----- Document segment -----

We are proud of the country we call home, and where our work us based. But even as I celebrate it from time to time, I never mistake it for perfect. There is always more work to be done. Thanks to Fred Pearce, as always, for the details we need to know:
Lauded as Green Model, Costa Rica Faces Unrest in Its Forests
Indigenous park ranger Osvaldo Martinez tours the Nairi Awari indigenous community in Limon, Costa Rica on November 9, 2021. – The indigenous people of this community are payed for caring for the environment, as part of a program awarded by the British royalty. (Photo by Ezequiel BECERRA / AFP) (Photo by EZEQUIEL BECERRA/AFP via Getty Images)
Costa Rica has won international acclaim for its initiatives to restore its forests. But those successes are now jeopardized by conflicts over the government’s failure to return traditional lands to the Indigenous people who are regarded as the best forest stewards.
Costa Rica has a green halo. In recent decades, the small Central American nation has transformed itself from a notorious hotspot for deforestation into a beacon of reforestation that is the envy of the world. Many of its more than 12,000 species of plants, 1,200 butterflies, 800 birds, and 650 mammals, reptiles, and amphibians have gone from bust to boom, and eco-tourists are savoring the spectacle.

----- Dataset entries -----

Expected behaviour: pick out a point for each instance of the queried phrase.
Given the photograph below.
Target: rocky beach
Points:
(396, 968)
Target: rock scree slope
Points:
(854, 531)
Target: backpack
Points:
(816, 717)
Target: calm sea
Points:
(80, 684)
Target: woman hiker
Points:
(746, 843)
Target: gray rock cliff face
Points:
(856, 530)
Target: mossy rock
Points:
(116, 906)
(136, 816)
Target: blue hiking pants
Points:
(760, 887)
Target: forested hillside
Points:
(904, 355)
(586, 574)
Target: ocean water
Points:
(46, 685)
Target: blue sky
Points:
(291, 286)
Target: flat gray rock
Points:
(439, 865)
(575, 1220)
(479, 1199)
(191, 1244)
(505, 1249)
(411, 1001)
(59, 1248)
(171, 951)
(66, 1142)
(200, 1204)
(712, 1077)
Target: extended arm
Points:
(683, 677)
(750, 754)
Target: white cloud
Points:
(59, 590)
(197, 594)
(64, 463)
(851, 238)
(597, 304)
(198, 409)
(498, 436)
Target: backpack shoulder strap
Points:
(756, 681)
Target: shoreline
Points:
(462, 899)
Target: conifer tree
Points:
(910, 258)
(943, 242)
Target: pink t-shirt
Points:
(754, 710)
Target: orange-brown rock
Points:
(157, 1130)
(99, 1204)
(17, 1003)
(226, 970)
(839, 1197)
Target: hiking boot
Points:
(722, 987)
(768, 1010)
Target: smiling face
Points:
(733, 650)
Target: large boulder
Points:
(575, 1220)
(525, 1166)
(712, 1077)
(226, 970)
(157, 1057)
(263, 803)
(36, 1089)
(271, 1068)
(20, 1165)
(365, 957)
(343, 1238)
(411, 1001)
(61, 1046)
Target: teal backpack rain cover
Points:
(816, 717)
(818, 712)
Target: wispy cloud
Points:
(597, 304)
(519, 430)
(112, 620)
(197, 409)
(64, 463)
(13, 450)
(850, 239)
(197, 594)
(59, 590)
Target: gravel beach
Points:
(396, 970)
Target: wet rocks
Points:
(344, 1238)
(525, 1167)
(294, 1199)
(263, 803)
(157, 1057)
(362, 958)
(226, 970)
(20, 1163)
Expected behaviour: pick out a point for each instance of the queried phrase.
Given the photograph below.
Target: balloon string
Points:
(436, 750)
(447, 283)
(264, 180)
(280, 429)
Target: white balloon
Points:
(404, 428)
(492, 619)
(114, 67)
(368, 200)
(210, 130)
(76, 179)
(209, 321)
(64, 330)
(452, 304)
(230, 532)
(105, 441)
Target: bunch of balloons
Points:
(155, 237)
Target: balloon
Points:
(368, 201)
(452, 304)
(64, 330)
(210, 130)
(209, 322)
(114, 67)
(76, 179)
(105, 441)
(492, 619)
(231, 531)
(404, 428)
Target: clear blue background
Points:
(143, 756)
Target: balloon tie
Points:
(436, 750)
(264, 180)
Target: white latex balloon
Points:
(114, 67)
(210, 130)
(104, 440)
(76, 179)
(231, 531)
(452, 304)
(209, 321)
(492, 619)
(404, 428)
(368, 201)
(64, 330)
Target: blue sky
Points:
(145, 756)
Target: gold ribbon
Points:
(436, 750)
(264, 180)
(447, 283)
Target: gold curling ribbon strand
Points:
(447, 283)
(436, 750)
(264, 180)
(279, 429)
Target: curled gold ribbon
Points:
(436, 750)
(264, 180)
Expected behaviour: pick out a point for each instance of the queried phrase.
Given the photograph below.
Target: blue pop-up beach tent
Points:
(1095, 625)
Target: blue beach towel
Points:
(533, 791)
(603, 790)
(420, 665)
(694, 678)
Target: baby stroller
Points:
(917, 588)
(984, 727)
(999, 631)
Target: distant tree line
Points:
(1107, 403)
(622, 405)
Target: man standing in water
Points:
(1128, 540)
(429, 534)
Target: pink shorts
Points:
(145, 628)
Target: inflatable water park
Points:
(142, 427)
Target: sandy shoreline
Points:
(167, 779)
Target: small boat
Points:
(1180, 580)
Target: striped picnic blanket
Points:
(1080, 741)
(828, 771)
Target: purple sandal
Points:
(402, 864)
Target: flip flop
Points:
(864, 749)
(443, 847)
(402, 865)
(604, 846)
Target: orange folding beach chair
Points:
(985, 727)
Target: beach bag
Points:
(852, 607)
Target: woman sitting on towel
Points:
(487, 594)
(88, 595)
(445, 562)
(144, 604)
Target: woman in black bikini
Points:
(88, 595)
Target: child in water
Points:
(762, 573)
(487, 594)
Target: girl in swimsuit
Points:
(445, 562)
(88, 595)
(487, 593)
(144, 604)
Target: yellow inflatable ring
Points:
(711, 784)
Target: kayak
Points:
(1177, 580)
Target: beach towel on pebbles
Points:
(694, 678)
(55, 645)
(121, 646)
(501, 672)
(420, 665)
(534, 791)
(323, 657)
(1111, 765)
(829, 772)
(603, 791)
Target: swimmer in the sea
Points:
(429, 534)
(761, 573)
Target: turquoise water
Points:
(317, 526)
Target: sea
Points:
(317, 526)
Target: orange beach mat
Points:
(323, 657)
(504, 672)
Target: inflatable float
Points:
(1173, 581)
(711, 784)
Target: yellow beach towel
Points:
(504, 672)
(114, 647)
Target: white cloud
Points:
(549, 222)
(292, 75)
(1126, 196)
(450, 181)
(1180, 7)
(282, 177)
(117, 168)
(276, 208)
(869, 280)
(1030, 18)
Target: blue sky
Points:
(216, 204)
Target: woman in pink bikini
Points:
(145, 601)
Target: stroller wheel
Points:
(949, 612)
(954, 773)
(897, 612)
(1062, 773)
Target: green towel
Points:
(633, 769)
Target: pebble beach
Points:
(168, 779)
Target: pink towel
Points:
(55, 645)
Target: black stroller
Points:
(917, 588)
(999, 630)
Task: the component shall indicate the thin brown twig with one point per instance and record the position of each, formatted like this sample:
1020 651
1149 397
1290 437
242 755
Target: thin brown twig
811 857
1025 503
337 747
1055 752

-----

Required actions:
A – Name every person mentioned by name in the text on Costa Rica's forests.
B – Carry on the text about Costa Rica's forests from its final sentence.

Answers for the exercise:
A – Fred Pearce, Osvaldo Martinez, Ezequiel Becerra

B –
But some outsider observers are now asking if the success can be sustained without a similar breakthrough in restoring the land rights of its dispossessed Indigenous communities, the ultimate custodians of the forests.
Opinion makers from Jeff Bezos to Leonardo DiCaprio to Britain’s green-minded royal heir Prince William have lined up to praise the country’s environmental credentials. “Costa Rica has been a pioneer in the protection of peace and nature and sets an example for the region and for the world,” said Inger Andersen, executive director of the United Nations Environment Programme, making the country the UN’s Champion of the Earth in 2019.
But the apparent green paradise hides a dark side. Almost invisible to the outside world, a long-running conflict over the land rights of the country’s forest-dwelling Indigenous communities threatens to undermine this re-greening and is turning its pacific forests into battlegrounds.
For almost half a century, Costa Rica has had laws requiring the state to take back Indigenous territories grabbed by ranchers decades before and return them to their traditional owners. But theory and practice have proved very different. Political and legal stasis have left the Indigenous Law enacted in 1977 largely unimplemented…
Read the whole article here.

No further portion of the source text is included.